Give all the data again exactly.
◆ ◆ ◆ ◆ ◆ ◆ ◆
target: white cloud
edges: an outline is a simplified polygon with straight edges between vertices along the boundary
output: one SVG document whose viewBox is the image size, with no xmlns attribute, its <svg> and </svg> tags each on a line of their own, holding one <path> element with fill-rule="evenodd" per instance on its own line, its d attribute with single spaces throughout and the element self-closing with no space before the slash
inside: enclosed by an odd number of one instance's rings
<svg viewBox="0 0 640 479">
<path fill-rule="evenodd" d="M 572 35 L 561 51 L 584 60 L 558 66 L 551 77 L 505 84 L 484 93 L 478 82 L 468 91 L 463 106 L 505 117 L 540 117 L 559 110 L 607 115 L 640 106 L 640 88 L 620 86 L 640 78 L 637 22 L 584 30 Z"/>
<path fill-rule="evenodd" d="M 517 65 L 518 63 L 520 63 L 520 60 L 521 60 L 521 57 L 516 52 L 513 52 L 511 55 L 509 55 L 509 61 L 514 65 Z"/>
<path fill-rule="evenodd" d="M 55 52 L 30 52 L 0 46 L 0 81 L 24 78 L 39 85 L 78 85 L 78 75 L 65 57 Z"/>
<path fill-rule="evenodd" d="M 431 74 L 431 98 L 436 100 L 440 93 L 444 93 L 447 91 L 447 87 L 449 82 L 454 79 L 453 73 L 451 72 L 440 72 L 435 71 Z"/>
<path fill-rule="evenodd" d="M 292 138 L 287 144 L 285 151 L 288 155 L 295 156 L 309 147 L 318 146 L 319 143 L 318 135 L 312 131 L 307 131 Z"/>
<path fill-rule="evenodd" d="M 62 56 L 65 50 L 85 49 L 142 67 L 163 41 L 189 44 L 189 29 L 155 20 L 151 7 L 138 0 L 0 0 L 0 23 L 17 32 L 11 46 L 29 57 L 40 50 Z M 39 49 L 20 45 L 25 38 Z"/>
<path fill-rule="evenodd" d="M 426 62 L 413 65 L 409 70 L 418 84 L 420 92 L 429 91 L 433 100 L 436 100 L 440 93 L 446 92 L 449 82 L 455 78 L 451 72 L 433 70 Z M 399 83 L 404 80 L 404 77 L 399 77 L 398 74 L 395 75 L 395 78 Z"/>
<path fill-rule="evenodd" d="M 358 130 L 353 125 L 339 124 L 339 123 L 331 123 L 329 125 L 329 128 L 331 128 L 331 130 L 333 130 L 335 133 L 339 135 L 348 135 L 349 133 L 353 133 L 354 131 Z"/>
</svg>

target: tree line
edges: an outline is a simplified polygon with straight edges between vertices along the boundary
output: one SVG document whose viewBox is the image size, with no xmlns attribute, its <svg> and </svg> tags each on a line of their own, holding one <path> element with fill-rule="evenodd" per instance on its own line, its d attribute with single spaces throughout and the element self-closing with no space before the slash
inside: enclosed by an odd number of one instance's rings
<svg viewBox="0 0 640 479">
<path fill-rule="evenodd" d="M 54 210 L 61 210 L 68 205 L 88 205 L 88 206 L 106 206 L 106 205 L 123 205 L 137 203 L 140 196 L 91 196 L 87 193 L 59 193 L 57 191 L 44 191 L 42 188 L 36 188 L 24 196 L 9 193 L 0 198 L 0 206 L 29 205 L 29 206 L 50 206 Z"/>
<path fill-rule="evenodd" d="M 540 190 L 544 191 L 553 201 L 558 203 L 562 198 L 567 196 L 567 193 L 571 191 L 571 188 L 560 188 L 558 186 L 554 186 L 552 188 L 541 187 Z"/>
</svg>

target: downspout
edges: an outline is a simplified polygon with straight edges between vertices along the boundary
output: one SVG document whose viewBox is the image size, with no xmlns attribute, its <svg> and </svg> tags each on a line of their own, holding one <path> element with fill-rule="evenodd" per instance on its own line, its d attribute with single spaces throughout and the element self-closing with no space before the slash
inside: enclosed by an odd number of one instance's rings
◆ ◆ ◆ ◆ ◆ ◆ ◆
Result of the exercise:
target: white cloud
edges: an outline is a simplified polygon with straight edges between vertices along the boundary
output: one SVG document whose viewBox is the image size, with no xmlns attribute, its <svg> and </svg> tags each on a line of their own, holding one <path> element with fill-rule="evenodd" per instance on its own line, its d attribute with single spaces throughout and the element self-closing with no space before the slash
inside: enclosed by an odd number of one instance's rings
<svg viewBox="0 0 640 479">
<path fill-rule="evenodd" d="M 572 35 L 561 51 L 584 60 L 558 66 L 551 77 L 505 84 L 484 93 L 478 82 L 468 91 L 463 106 L 505 117 L 540 117 L 559 110 L 607 115 L 640 106 L 640 88 L 620 86 L 640 78 L 637 22 L 584 30 Z"/>
<path fill-rule="evenodd" d="M 517 65 L 518 63 L 520 63 L 520 60 L 521 60 L 521 57 L 516 52 L 513 52 L 511 55 L 509 55 L 509 61 L 514 65 Z"/>
<path fill-rule="evenodd" d="M 55 52 L 30 52 L 0 46 L 0 81 L 24 78 L 39 85 L 78 85 L 78 75 L 65 57 Z"/>
<path fill-rule="evenodd" d="M 431 74 L 431 98 L 436 100 L 440 93 L 444 93 L 447 91 L 447 87 L 449 82 L 454 79 L 453 73 L 451 72 L 440 72 L 435 71 Z"/>
<path fill-rule="evenodd" d="M 292 138 L 287 144 L 285 151 L 288 155 L 295 156 L 309 147 L 318 146 L 319 143 L 318 135 L 312 131 L 307 131 Z"/>
<path fill-rule="evenodd" d="M 62 56 L 65 50 L 85 49 L 142 67 L 163 41 L 189 44 L 189 29 L 155 20 L 151 7 L 138 0 L 0 0 L 0 23 L 17 32 L 11 46 L 29 57 L 40 50 Z M 39 49 L 20 45 L 25 38 Z"/>
<path fill-rule="evenodd" d="M 426 62 L 413 65 L 409 70 L 418 84 L 420 92 L 429 91 L 433 100 L 436 100 L 440 93 L 446 92 L 449 82 L 455 78 L 451 72 L 433 70 Z M 399 83 L 404 80 L 404 77 L 399 77 L 398 74 L 395 75 L 395 78 Z"/>
<path fill-rule="evenodd" d="M 358 130 L 353 125 L 339 124 L 339 123 L 331 123 L 329 125 L 329 128 L 331 128 L 331 130 L 333 130 L 335 133 L 339 135 L 348 135 L 349 133 L 353 133 L 354 131 Z"/>
</svg>

target: tree line
edges: an outline is a simplified polygon with straight edges between vertices along the boundary
output: one SVG document whose viewBox is the image size, with no xmlns attribute, its <svg> and </svg> tags each on a line of their own, holding one <path> element with fill-rule="evenodd" per instance on its own line, its d attribute with single spaces throughout and the element self-closing with no space before the slash
inside: enclosed by an odd number of one instance's rings
<svg viewBox="0 0 640 479">
<path fill-rule="evenodd" d="M 54 210 L 61 210 L 68 205 L 88 205 L 88 206 L 106 206 L 106 205 L 123 205 L 137 203 L 140 196 L 91 196 L 87 193 L 59 193 L 57 191 L 44 191 L 42 188 L 36 188 L 24 196 L 9 193 L 0 198 L 0 206 L 29 205 L 29 206 L 50 206 Z"/>
<path fill-rule="evenodd" d="M 540 190 L 544 191 L 553 201 L 558 203 L 562 198 L 567 196 L 567 193 L 571 191 L 571 188 L 560 188 L 558 186 L 554 186 L 552 188 L 541 187 Z"/>
</svg>

target: downspout
edges: an outline is a simplified polygon with straight edges between vertices along the boundary
output: one SVG document whose viewBox is the image size, with no xmlns attribute, its <svg> and </svg> tags each on a line of their own, holding one <path> element with fill-rule="evenodd" per instance on its own line, its d attribute with single spaces throughout and the element self-closing with no space before the slash
inside: enclosed by an odd number of one instance's rings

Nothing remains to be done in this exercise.